* _Provided text_
########

everyone brings a shitload of biz (or blank) cards to austin. the back of each card has hand written text on it, a simple illustration, and a point value. the text may be simple or abstract. point value is whatever you judge to fit the text.
example 1 - smell like a goat, -150 points
example 2 - use "but crud" in a sentence and receive 2 points
example 3 - fish head tooth brush, -2843.72 points
example 4 - bootylicious people in da house, 12 points
when meeting some one "in the game" you exchange business cards. collecting cards becomes an excuse to start up conversation with people you may not usually do so.
once we all return home, we post point totals on a blog dedicated to the game. maybe even scan and post interesting cards received!
don't be intimidated/frustrated by lack of rules to the game, that is the beauty of it. it is a completely nonsensical game, so it should not breed any competition but perhaps some interesting conversation.
i (and perhaps others?) would be willing to sponsor a couple gag prizes for categories like "player point total nearest to 666" or "player with the most cards containing the phrase 'butt crud'"
i will take the initiative to set up a game blog if we can get a minimum of 25 confirmed players. i am very interested in any game enhancement ideas you may have.
anyone interested?
i also posted this idea on the "sxswblog site", a great place to get excited about the conference.

wow, i received a pleasant surprise via email recently. notification that i am a finalist in the sxsw web awards, weblog category.
the finalists for weblog are...
airbag - i consider myself an Efriend of Greg and i am a great fan of his site. it is rare to see an individual with such broad skills (design, photography, writing, technical, and conceptual). he is one of those awesome designers that can make me feel like i should just pack it up and find another career.
erichian - i was unfamiliar with Erich till today. i am now a regular reader. check out his alter ego DJ-e who ensures erich's day to day life has a non stop erichian soundtrack to keep him going. by day he works at ideo. a place i have always assumed to be the coolest place on the planet to work.
pixelog - it greatly excites me when people push tools beyond the ideas that the tools become confined by. the potential of blogs and blog tools goes far beyond posting what the author had for lunch. this is a blog that challenges the usual blog definition. it is beautiful, clean, and elegant!

########

* _Required work_
a: Translate this sentence from the blog post about the SXSW card game into Spanish: "it is a completely nonsensical game, so it should not breed any competition but perhaps some interesting conversation."
b: According to the blog post about the SXSW card game, how many confirmed players are needed before the author will set up a game blog?
c: Carry on writing the blog post about the SXSW card game and web awards, picking up after its final paragraph on pixelog.
The material after this blog post comes from a separate source.

* _Supplied information_
########

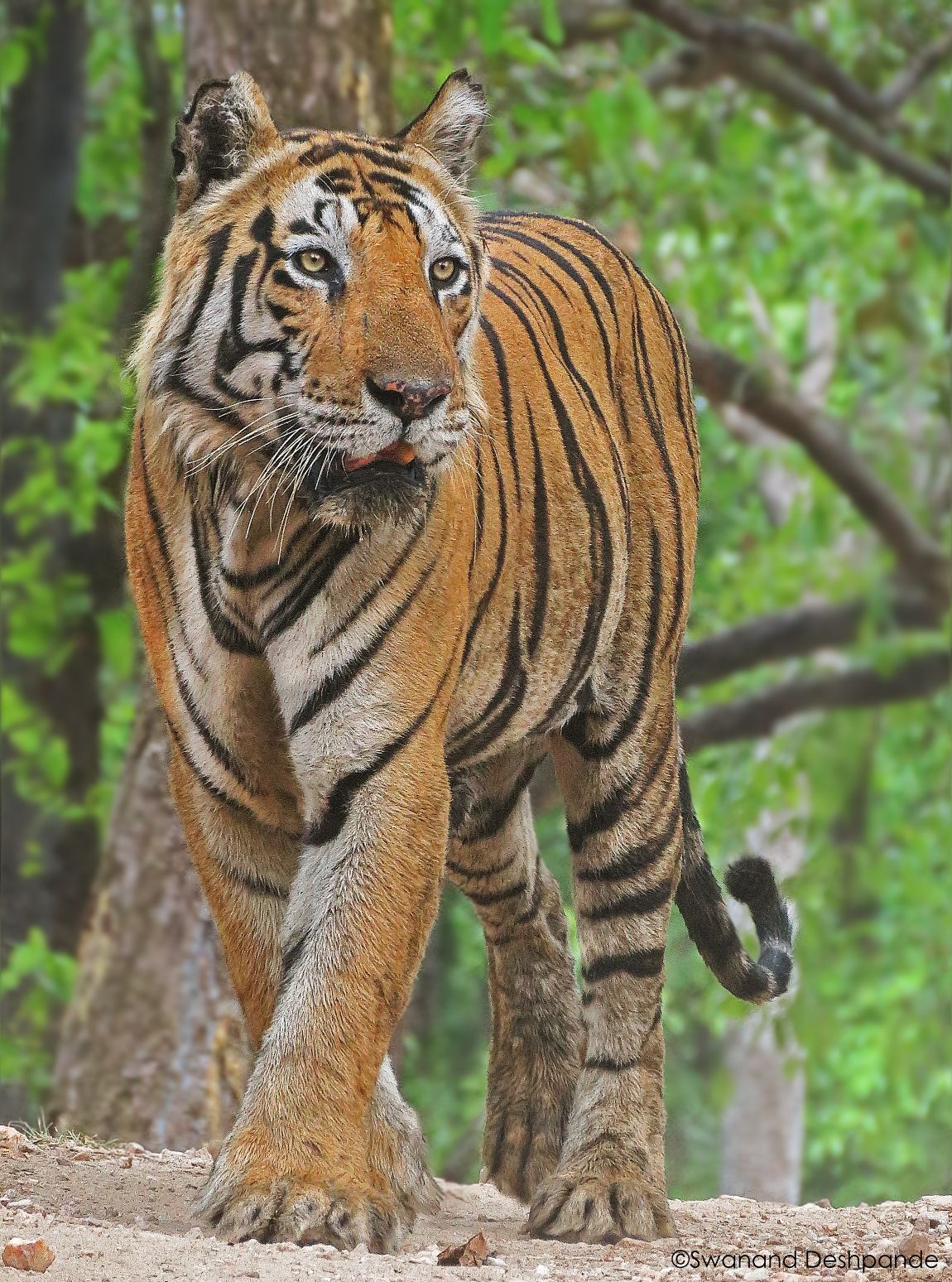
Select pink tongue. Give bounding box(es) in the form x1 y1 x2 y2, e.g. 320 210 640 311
344 441 416 472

########

* _Answers by task_
a: Es un juego completamente absurdo, así que no debería generar ninguna competencia, sino quizás alguna conversación interesante.

b: A minimum of 25 confirmed players.

c:
ultramicroscopic - a site probably not worthy of being included in such company. crammed with low-brow bathroom humor and a butt ugly monochromatic color scheme. what the hell was he thinking?
whedonesque - this site is what makes the internet great. grass roots, niche communities that know no geographical boundaries. 648 buffy fans, talking buffy, walking buffy, breathing buffy and living buffy.
the winner will be announced sunday, march 9th in austin.
sxsw will also announce a "peoples choice" winner for each category. you can vote for your favorite here.

i have been working on a mathmatical formula that will no doubt clinch a nobel prize. i am making shelf space now.
recently my wife had a colonoscopy (no worries, it's all good all up in there). they gave her photos to remember the experience. not really the type of photos you might put in the family album. these were photo of uncharted territories no person has ever visited (or at least i hope).
now, i have always enjoyed looking at my wifes butt, but these intimate photos did not provide the same enjoyment. infact i would go so far as to say the photos were revolting.
this got me thinking, why were they revolting?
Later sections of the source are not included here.